CS4501 Grading: Assignments: 300pts (2 assignments: 150pts + 150pts), Class Project: 600pts, Peer Reviews: 100pts. Default grade cutoffs: A+ (1000pts), A (930pts), A- (900pts), B+ (870pts), B (830pts), B- (800pts), C+ (770pts), C (730pts), C- (700pts), D+ (670pts), D (630pts), D- (600pts).
CS6501 Grading: Assignments: 300pts (3 assignments: 100pts + 100pts + 100pts), Class Project: 600pts, Peer Reviews: 100pts. Default grade cutoffs: A+ (1000pts), A (930pts), A- (900pts), B+ (870pts), B (830pts), B- (800pts), C+ (770pts), C (730pts), C- (700pts), D+ (670pts), D (630pts), D- (600pts).
Late Submission Policy: No late assignments will be accepted in this class. Unless the student has procured special accommodations for warranted circumstances.
Academic Integrity Statement: "The School of Engineering and Applied Science relies upon and cherishes its community of trust. We firmly endorse, uphold, and embrace the University’s Honor principle that students will not lie, cheat, or steal, nor shall they tolerate those who do. We recognize that even one honor infraction can destroy an exemplary reputation that has taken years to build. Acting in a manner consistent with the principles of honor will benefit every member of the community both while enrolled in the Engineering School and in the future. Students are expected to be familiar with the university honor code, including the section on academic fraud."
Accessibility Statement: "The University of Virginia strives to provide accessibility to all students. If you require an accommodation to fully access this course, please contact the Student Disability Access Center (SDAC) at (434) 243-5180 or firstname.lastname@example.org. If you are unsure if you require an accommodation, or to learn more about their services, you may contact the SDAC at the number above or by visiting their website at https://www.studenthealth.virginia.edu/student-disability-access-center/about-sdac."
+ + + + + + +
Task A ▸ In the listing, begin at the line that has "Thank you for the photo. Could you indicate the brick paving" and stop after the line that has "<point>56,131</point>". Rewrite those lines with "green bush" swapped for "shrub" and everything else left as it is.

Coordinate annotation records ▸
+ + + + + + +
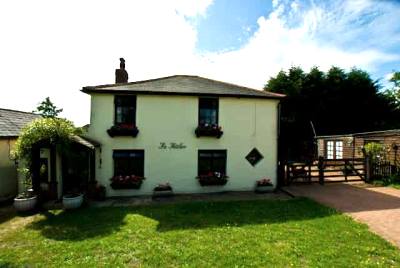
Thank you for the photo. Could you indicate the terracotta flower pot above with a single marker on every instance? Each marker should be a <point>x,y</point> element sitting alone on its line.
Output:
<point>25,204</point>
<point>72,202</point>
<point>264,189</point>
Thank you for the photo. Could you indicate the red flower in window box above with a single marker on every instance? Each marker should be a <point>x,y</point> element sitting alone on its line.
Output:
<point>264,182</point>
<point>212,178</point>
<point>210,130</point>
<point>126,182</point>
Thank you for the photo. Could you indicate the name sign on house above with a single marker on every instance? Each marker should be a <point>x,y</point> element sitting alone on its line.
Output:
<point>171,145</point>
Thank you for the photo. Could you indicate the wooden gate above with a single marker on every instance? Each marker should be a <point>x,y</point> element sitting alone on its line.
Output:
<point>326,170</point>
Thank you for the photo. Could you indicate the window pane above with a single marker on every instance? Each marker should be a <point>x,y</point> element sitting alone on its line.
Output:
<point>339,150</point>
<point>125,110</point>
<point>329,149</point>
<point>212,161</point>
<point>208,111</point>
<point>128,162</point>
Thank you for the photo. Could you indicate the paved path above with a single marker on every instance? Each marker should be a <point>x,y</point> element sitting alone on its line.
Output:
<point>378,207</point>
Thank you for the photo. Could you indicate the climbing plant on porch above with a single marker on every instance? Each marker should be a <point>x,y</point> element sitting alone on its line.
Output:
<point>55,131</point>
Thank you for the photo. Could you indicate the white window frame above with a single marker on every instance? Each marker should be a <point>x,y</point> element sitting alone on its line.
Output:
<point>334,149</point>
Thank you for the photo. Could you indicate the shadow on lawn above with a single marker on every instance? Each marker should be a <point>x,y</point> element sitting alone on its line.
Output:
<point>97,222</point>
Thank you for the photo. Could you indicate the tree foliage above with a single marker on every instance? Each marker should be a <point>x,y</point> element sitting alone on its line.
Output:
<point>55,131</point>
<point>394,92</point>
<point>47,109</point>
<point>336,102</point>
<point>375,151</point>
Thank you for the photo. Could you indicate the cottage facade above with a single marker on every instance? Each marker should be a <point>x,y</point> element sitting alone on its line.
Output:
<point>177,128</point>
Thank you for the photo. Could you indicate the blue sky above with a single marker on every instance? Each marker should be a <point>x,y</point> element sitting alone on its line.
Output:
<point>229,24</point>
<point>362,25</point>
<point>53,48</point>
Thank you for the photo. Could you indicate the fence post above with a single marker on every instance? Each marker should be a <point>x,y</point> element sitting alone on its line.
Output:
<point>368,167</point>
<point>321,170</point>
<point>288,178</point>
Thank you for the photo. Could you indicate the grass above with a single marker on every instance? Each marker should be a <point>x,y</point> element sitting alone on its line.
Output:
<point>263,233</point>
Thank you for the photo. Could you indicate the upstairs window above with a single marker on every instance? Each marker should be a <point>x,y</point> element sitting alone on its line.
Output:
<point>211,161</point>
<point>128,162</point>
<point>208,111</point>
<point>334,149</point>
<point>125,111</point>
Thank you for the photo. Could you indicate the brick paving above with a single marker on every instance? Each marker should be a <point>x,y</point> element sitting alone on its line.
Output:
<point>378,207</point>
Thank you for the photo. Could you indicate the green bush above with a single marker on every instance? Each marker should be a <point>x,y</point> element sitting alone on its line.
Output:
<point>56,131</point>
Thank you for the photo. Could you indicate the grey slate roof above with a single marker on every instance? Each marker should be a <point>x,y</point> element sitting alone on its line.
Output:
<point>12,122</point>
<point>388,132</point>
<point>87,142</point>
<point>183,85</point>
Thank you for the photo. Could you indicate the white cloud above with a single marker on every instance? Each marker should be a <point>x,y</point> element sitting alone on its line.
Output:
<point>53,49</point>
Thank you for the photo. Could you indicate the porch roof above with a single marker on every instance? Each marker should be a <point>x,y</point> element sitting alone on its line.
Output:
<point>89,143</point>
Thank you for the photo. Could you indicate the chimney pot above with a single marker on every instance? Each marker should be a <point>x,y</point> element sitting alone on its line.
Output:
<point>121,75</point>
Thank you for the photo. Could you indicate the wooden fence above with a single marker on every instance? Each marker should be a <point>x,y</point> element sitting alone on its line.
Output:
<point>383,169</point>
<point>326,170</point>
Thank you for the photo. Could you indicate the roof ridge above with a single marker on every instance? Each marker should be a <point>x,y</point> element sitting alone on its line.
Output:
<point>12,110</point>
<point>243,87</point>
<point>190,76</point>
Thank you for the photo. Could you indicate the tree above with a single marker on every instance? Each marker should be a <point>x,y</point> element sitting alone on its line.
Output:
<point>394,92</point>
<point>335,102</point>
<point>47,109</point>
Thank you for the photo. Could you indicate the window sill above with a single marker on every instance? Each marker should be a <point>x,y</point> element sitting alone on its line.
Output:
<point>212,181</point>
<point>119,131</point>
<point>208,131</point>
<point>118,186</point>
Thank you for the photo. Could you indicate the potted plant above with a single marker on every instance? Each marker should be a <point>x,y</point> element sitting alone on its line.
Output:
<point>163,189</point>
<point>210,130</point>
<point>212,178</point>
<point>72,200</point>
<point>97,191</point>
<point>126,182</point>
<point>123,130</point>
<point>264,185</point>
<point>26,200</point>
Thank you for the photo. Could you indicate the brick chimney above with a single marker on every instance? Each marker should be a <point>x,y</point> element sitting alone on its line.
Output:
<point>121,75</point>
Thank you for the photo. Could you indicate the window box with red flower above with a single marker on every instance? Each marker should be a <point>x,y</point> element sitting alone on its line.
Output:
<point>264,185</point>
<point>123,130</point>
<point>209,130</point>
<point>163,189</point>
<point>126,182</point>
<point>212,178</point>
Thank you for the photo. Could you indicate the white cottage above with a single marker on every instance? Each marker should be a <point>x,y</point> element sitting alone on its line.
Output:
<point>198,134</point>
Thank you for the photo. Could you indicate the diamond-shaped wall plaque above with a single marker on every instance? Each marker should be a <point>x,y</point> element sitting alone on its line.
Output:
<point>254,157</point>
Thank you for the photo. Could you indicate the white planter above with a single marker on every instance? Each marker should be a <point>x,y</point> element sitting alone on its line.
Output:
<point>163,193</point>
<point>264,189</point>
<point>72,202</point>
<point>25,204</point>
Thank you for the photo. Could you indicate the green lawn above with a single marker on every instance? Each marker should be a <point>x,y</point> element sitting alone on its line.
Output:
<point>263,233</point>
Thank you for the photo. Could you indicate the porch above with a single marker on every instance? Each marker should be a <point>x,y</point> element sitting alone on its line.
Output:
<point>56,171</point>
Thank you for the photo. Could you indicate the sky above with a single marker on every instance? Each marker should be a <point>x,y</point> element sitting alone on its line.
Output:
<point>54,48</point>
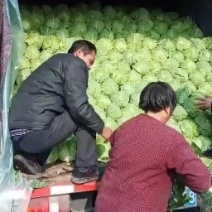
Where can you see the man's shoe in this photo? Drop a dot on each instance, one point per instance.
(26, 165)
(207, 153)
(83, 175)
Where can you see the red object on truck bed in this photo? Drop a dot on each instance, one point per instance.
(56, 198)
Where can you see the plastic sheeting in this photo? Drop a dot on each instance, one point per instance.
(14, 195)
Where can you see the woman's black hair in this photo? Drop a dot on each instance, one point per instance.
(157, 96)
(86, 46)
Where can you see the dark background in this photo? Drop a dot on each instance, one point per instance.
(199, 10)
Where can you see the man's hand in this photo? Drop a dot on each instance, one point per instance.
(106, 133)
(204, 102)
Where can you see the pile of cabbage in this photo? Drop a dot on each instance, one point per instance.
(135, 46)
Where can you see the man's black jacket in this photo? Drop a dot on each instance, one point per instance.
(59, 84)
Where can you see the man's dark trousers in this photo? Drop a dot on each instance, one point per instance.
(39, 143)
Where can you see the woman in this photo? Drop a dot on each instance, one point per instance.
(145, 153)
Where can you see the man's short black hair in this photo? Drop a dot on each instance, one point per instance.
(157, 96)
(86, 46)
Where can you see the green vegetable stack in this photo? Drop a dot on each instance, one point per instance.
(135, 46)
+ + + + + + +
Task B ▸ Based on the course grading policy above, say yes or no to each statement and quote the words that decide it: (i) CS6501 has three assignments worth 100 points each; (ii) late assignments are accepted with a point deduction; (iii) the default cutoff for an A- is 900 points.

Written answer A ▸
Thank you for the photo. Could you indicate the brick paving above with a single marker on every instance? Each marker should be a <point>x,y</point> element sitting alone on its line.
Output:
<point>378,207</point>
Thank you for the photo. Could you indicate the shrub above with a single marker on every instance? Each marker should be a <point>x,y</point> element sitting alone on its line.
Output:
<point>56,131</point>

Written answer B ▸
(i) Yes: "3 assignments: 100pts + 100pts + 100pts"
(ii) No: "No late assignments will be accepted in this class."
(iii) Yes: "A- (900pts)"